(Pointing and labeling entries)
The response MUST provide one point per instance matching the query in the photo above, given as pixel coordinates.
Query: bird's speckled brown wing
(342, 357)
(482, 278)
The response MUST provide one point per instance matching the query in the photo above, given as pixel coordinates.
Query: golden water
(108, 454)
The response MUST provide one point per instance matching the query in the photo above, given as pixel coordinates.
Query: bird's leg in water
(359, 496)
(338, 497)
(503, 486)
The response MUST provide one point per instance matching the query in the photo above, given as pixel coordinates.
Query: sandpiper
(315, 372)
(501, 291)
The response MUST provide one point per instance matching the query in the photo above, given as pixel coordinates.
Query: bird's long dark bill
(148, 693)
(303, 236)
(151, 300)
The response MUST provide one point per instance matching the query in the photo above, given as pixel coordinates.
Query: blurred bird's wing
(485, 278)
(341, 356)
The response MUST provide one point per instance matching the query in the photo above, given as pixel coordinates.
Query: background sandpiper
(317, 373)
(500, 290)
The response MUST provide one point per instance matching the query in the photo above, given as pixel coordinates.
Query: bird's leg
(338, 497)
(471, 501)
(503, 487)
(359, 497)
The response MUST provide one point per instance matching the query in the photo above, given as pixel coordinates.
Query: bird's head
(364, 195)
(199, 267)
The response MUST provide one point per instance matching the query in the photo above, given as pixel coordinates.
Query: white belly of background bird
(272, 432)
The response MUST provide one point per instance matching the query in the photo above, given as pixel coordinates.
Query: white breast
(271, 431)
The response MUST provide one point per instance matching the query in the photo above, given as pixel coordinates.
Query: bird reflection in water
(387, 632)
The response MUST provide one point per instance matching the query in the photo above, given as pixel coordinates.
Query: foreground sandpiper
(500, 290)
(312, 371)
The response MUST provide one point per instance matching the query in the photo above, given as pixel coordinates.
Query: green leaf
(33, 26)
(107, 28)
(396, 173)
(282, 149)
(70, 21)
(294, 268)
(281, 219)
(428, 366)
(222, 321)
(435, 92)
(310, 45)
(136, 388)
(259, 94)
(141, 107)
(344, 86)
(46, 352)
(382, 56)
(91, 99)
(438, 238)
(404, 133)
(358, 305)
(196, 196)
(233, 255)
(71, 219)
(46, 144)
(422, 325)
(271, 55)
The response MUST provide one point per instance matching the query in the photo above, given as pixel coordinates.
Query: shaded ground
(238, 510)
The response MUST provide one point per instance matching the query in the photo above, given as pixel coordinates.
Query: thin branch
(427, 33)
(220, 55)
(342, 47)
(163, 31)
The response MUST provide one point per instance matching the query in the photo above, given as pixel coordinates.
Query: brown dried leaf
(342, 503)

GIVEN PROBLEM:
Your task is to repeat the data exactly, with nothing left out.

SOLUTION BELOW:
The response MUST provide one point per instance matching the query in the photo above, given as pixel coordinates.
Query: bird's speckled brown wing
(342, 357)
(482, 278)
The response MUST provide one point per instance matching the query in the photo above, given as pixel coordinates.
Query: golden water
(108, 454)
The response MUST provide one point per instance matching the query in the photo above, given as pixel coordinates.
Query: bird's leg in water
(359, 496)
(338, 497)
(503, 486)
The response MUST provide one point per instance matching the query in the photo above, given as pixel coordinates.
Query: sandpiper
(315, 372)
(501, 291)
The response MUST provide one point per instance matching the query in the photo above, given as pixel coordinates.
Query: bird's long dark bill
(148, 693)
(303, 236)
(151, 300)
The response MUST provide one point per instance matching the query in the photo above, given as pixel coordinates.
Query: blurred bird's wing
(485, 278)
(341, 356)
The response MUST provide one point per instance matching the query in the photo above, given as pixel coordinates.
Query: background sandpiper
(317, 373)
(500, 290)
The response MUST provide one point per instance matching the query in the photo above, given as pixel coordinates.
Query: bird's leg
(338, 497)
(471, 501)
(503, 487)
(359, 497)
The response MUST provide one point per instance matching the query in the photo above, given as pixel coordinates.
Query: bird's head
(364, 195)
(199, 267)
The response MUST provide one point per instance matching the query in the photo above, given as pixel coordinates.
Query: white belly of background bird
(272, 432)
The response MUST provide one point per instance matching the query in the photo above, given as pixel coordinates.
Query: white breast
(271, 431)
The response MUST provide one point per instance matching the query in the photo above, given as pixel coordinates.
Query: bird reflection in water
(387, 632)
The response MUST provide one point per instance matching the query in the photo above, given as pixel coordinates.
Query: foreground sandpiper
(500, 290)
(312, 371)
The response MUST provide one point per instance matching the query in the photo above, given as pixel coordinates.
Query: green leaf
(33, 26)
(107, 28)
(396, 173)
(282, 149)
(70, 21)
(294, 268)
(281, 219)
(428, 366)
(222, 321)
(435, 92)
(310, 45)
(136, 388)
(259, 94)
(141, 107)
(344, 86)
(46, 352)
(382, 56)
(91, 99)
(438, 238)
(404, 133)
(358, 305)
(196, 196)
(233, 255)
(71, 219)
(46, 144)
(422, 325)
(271, 55)
The response MUST provide one point per instance matching the query in the photo above, given as pixel coordinates.
Query: shaded ground
(238, 510)
The response MUST provide one point per instance matching the query in the photo above, given as pixel coordinates.
Query: thin branch
(427, 33)
(220, 55)
(342, 47)
(163, 31)
The response MUST provide one point per instance matching the query in the photo above, given as pixel coordinates.
Query: brown dried leaf
(342, 503)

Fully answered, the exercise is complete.